§ Task:
Return only the final portion of the entries: the line with "Place a dot on every instance of the red felt" and every line after it, each one exact.

(Region pointing data)

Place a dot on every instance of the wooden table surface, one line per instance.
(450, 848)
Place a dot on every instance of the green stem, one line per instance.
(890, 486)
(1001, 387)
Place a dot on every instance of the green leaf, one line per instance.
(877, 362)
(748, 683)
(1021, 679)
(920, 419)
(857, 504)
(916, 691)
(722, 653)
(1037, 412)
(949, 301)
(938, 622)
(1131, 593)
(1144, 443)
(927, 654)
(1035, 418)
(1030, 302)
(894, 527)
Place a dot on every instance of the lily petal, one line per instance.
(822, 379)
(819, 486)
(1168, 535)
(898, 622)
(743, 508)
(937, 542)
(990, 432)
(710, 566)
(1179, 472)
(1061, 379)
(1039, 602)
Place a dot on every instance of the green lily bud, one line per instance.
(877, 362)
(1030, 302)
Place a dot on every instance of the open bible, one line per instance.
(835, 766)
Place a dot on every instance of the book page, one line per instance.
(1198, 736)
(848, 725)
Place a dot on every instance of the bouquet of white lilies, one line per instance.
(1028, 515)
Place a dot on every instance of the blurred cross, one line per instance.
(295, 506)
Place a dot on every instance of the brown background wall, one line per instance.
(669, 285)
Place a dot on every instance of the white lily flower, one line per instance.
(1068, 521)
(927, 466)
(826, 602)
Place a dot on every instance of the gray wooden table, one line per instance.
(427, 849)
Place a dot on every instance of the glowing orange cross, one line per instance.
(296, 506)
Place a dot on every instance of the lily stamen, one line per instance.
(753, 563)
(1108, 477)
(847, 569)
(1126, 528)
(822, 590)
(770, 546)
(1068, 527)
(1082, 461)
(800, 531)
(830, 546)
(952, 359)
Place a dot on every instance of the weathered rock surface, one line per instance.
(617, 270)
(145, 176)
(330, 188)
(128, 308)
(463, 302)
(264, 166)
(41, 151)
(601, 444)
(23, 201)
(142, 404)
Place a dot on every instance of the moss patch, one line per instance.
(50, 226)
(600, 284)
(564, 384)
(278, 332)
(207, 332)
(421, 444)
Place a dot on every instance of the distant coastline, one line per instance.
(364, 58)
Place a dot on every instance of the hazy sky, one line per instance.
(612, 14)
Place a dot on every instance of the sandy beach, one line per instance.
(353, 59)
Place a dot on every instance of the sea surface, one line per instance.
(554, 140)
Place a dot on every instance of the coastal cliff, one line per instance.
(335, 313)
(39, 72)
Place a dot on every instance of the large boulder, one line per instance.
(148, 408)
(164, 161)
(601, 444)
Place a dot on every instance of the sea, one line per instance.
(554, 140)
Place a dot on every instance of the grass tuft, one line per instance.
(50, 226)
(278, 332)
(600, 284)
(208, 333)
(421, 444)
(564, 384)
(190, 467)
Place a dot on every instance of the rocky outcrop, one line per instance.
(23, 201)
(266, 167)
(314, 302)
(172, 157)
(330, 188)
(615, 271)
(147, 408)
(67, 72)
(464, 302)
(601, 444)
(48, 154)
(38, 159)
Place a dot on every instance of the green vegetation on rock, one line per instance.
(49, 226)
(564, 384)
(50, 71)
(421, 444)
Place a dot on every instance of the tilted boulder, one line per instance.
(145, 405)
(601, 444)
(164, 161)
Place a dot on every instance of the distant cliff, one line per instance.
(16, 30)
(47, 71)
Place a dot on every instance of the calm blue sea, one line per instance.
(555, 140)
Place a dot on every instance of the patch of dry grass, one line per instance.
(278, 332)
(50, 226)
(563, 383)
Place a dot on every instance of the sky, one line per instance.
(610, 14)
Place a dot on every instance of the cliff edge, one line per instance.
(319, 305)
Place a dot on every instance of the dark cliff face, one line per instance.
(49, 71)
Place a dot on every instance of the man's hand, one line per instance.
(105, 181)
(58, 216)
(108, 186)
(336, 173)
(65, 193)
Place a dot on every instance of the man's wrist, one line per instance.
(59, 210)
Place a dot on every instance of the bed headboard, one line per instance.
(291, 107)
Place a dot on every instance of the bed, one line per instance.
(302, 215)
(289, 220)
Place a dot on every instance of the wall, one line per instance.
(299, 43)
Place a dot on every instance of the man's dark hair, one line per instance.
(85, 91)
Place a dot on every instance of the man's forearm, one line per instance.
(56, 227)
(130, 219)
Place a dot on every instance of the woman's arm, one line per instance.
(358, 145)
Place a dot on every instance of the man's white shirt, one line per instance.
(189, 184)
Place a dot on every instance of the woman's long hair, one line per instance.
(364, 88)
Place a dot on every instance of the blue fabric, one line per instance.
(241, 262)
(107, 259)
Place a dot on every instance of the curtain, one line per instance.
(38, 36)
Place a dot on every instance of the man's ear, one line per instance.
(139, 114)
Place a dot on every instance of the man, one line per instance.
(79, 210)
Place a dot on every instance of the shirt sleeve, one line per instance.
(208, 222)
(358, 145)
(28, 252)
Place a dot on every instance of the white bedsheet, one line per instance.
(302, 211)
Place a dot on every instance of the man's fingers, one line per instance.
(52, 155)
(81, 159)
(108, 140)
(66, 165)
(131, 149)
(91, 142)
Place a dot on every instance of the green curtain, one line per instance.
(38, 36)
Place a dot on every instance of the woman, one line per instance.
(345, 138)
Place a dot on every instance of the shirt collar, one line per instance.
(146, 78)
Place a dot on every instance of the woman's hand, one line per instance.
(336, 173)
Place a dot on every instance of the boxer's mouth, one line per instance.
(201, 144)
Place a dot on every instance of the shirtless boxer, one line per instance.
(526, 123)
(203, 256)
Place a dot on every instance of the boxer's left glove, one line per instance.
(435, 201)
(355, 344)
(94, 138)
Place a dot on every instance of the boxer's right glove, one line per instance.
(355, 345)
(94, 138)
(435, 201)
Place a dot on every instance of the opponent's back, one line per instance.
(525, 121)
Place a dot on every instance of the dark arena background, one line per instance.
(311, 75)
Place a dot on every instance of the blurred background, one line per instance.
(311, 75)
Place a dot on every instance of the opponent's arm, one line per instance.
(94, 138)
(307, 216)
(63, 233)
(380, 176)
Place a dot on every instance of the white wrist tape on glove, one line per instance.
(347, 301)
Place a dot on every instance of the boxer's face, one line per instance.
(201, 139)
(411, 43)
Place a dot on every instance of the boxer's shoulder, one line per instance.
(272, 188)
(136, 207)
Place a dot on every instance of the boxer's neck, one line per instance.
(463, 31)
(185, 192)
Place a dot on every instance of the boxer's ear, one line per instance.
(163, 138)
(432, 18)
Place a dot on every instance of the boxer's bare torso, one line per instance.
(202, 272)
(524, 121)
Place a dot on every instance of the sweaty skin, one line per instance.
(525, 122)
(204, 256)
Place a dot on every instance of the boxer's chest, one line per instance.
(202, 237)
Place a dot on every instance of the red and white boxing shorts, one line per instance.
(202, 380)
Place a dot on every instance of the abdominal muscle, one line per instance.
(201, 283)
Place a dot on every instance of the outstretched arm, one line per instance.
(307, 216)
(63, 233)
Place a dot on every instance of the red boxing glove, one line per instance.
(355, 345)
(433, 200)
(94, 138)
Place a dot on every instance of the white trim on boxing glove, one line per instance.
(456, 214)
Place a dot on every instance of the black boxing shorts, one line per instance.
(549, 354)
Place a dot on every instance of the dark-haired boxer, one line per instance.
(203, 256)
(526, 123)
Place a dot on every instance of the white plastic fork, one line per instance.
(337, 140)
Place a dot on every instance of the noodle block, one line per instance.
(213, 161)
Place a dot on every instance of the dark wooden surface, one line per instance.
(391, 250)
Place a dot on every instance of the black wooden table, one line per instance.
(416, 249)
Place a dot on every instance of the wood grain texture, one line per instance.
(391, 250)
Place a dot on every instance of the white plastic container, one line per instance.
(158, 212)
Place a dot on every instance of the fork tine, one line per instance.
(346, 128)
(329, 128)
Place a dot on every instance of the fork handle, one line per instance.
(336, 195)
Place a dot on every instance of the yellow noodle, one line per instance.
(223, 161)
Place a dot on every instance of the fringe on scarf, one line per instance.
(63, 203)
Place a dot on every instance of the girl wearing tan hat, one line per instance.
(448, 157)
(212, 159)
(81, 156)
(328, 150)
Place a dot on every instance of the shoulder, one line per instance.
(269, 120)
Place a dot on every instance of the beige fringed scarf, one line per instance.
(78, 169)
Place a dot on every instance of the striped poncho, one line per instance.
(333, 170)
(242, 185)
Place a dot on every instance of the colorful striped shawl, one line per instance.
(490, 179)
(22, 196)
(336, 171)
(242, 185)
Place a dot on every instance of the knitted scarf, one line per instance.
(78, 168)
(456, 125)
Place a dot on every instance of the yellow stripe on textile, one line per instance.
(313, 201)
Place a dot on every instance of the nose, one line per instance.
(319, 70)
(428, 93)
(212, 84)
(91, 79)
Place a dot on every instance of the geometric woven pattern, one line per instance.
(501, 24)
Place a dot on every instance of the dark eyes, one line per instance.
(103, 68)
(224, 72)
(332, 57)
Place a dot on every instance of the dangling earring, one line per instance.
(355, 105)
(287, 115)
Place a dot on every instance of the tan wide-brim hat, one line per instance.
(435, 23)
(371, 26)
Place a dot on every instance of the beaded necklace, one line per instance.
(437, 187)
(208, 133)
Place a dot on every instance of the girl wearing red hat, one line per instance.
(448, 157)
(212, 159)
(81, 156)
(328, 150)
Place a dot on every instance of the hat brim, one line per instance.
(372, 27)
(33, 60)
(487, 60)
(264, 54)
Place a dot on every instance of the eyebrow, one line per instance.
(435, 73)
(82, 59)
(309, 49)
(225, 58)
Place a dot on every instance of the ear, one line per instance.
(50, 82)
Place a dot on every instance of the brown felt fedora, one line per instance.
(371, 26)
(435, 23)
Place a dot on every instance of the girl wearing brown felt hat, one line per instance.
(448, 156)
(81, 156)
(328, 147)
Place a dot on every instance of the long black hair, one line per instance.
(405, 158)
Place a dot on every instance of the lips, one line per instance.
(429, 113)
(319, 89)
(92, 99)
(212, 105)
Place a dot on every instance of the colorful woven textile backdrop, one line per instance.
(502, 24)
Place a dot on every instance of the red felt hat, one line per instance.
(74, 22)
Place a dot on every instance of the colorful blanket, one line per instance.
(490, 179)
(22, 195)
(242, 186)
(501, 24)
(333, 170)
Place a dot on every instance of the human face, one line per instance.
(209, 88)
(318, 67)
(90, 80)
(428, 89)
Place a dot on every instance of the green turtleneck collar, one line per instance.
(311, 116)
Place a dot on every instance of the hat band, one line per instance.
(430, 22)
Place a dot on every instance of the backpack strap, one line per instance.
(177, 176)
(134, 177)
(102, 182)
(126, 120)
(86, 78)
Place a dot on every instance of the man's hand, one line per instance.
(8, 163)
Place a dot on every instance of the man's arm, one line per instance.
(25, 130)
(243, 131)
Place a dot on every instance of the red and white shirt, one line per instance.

§ Response:
Place a dot on every instance of the red felt hat, one line per instance.
(74, 22)
Place a dot on every instance of the colorful blanket, one line per instance.
(490, 179)
(22, 195)
(242, 186)
(501, 24)
(333, 170)
Place a dot on every instance of the human face, one line per instance.
(209, 88)
(318, 67)
(90, 80)
(428, 89)
Place a dot on every instance of the green turtleneck collar, one line per instance.
(311, 116)
Place a dot on every instance of the hat band, one line per instance.
(430, 22)
Place a dot on every instance of the backpack strap, one line per instance.
(177, 176)
(134, 177)
(102, 182)
(126, 120)
(86, 78)
Place a dot on every instance of the man's hand, one line per instance.
(8, 163)
Place a dot on every instance of the man's arm, one line per instance.
(25, 130)
(243, 131)
Place a dot on every instance of the red and white shirt, one line per instance.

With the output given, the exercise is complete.